Other optional arguments can be specified to change the priors and are described further in the documentation.

For the artificial poverty rate example, we fit the Fay-Herriot model and obtain the following smoothed estimates.

# specify known domain sizes
domain.size <- sizeprov[, c("provlab", "Nd")]
colnames(domain.size)[2] <- "size"

# fit model and obtain svysae object
summer.FH <- smoothArea(formula = in_poverty~1,
                        domain = ~provlab,
                        design = design,
                        domain.size = domain.size, 
                        return.samples = T)
## Warning in smoothArea(formula = in_poverty ~ 1, domain = ~provlab, design =
## design, : Direct estimates appear to be proportions. You may want to consider
## using transform = 'logit'.

summer.FH.table <- data.frame(
  Domain = sae.DIR$Domain,
  Median = summer.FH$iid.model.est$median,
  SE = sqrt(summer.FH$iid.model.est$var)
)
head(summer.FH.table)
##     Domain     Median         SE
## 1    Alava 0.23442357 0.04263200
## 2 Albacete 0.15176438 0.02634074
## 3 Alicante 0.20456059 0.01990948
## 4  Almeria 0.24298231 0.03275375
## 5    Avila 0.07570625 0.02445050
## 6  Badajoz 0.20733347 0.02237689

The fitted parameters from sae (obtained via likelihood-based methods) and estimated parameter posterior distribution from SUMMER (obtained from Bayesian methods, implemented via INLA) are in reasonable agreement. The estimated intercept $\beta_0$ from sae is 0.202 ; the posterior median of $\beta_0$ from SUMMER is 0.202. In the absence of strong priors, fixed effects are usually in close agreement, with the posterior being symmetric. The estimated precision $1/\sigma_u^2$ from sae is 281.34787 , while the posterior median of $1/\sigma_u^2$ from SUMMER is 273.241562. The differences are larger here, but the posterior for the variance is skewed, and we would expect the posterior median to be smaller than the REML estimate. The area estimates and measures of uncertainty are in close agreement, however.

» **EXERCISES TO COMPLETE**:
**a.** Using the Fay-Herriot excerpt, mark each statement yes or no and quote the words that decide it: (i) The intercept estimated by sae is 0.202. (ii) The posterior for the variance is symmetric. (iii) SUMMER obtains its parameter estimates through likelihood-based methods.
**b.** Transcribe the Fay-Herriot excerpt from "## Warning in" to "SE = sqrt(summer.FH$iid.model.est$var)".
**c.** In the Fay-Herriot excerpt, what value does SUMMER give as the posterior median of the precision $1/\sigma_u^2$?
The items aren't needed for anything here.

» **MATERIAL SHOWN**:

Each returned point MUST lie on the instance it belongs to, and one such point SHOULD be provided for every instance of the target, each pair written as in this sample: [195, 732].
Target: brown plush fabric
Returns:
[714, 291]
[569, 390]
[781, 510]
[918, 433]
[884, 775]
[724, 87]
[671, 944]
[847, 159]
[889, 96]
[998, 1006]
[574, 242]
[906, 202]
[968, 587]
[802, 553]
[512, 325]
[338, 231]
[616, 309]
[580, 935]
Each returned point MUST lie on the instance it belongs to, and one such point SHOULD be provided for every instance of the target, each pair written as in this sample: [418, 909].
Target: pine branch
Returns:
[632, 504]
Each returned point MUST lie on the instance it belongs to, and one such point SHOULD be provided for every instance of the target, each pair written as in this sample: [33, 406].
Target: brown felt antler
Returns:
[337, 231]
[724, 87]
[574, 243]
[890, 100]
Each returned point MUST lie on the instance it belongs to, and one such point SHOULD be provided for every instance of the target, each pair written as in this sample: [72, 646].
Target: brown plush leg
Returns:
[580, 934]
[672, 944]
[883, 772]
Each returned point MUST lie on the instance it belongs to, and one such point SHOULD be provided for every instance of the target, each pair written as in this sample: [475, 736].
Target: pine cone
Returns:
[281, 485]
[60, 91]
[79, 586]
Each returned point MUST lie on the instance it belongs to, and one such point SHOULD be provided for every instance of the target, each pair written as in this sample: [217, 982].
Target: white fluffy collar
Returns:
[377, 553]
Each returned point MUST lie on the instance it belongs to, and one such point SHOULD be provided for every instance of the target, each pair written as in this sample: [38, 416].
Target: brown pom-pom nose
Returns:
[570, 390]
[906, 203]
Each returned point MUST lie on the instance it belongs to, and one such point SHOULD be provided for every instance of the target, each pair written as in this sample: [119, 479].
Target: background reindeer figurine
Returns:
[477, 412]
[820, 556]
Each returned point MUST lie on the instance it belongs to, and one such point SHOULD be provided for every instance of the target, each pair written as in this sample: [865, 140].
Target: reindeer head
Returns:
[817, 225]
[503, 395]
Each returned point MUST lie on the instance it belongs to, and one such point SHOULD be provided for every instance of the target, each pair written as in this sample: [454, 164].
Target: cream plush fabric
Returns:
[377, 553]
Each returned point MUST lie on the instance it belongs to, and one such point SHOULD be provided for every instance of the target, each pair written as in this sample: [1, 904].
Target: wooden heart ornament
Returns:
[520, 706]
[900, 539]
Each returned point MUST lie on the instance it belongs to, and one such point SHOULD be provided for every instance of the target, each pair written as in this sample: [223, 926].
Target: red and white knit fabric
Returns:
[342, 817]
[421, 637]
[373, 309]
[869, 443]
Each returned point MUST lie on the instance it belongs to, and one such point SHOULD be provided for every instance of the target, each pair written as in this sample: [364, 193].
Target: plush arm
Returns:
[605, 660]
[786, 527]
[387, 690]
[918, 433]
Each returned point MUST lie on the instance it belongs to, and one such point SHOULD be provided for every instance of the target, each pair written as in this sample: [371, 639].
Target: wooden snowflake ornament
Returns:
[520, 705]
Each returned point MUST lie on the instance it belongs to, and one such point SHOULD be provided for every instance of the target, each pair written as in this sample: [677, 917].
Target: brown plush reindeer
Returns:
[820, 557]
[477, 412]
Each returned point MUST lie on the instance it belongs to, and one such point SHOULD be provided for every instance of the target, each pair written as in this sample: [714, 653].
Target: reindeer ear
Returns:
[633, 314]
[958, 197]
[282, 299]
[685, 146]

» **ANSWERS PROVIDED**:
**a.**
(i) Yes: "The estimated intercept $\beta_0$ from sae is 0.202"
(ii) No: "the posterior for the variance is skewed"
(iii) No: "estimated parameter posterior distribution from SUMMER (obtained from Bayesian methods, implemented via INLA)"

**b.**
## Warning in smoothArea(formula = in_poverty ~ 1, domain = ~provlab, design =
## design, : Direct estimates appear to be proportions. You may want to consider
## using transform = 'logit'.

summer.FH.table <- data.frame(
  Domain = sae.DIR$Domain,
  Median = summer.FH$iid.model.est$median,
  SE = sqrt(summer.FH$iid.model.est$var)

**c.** 273.241562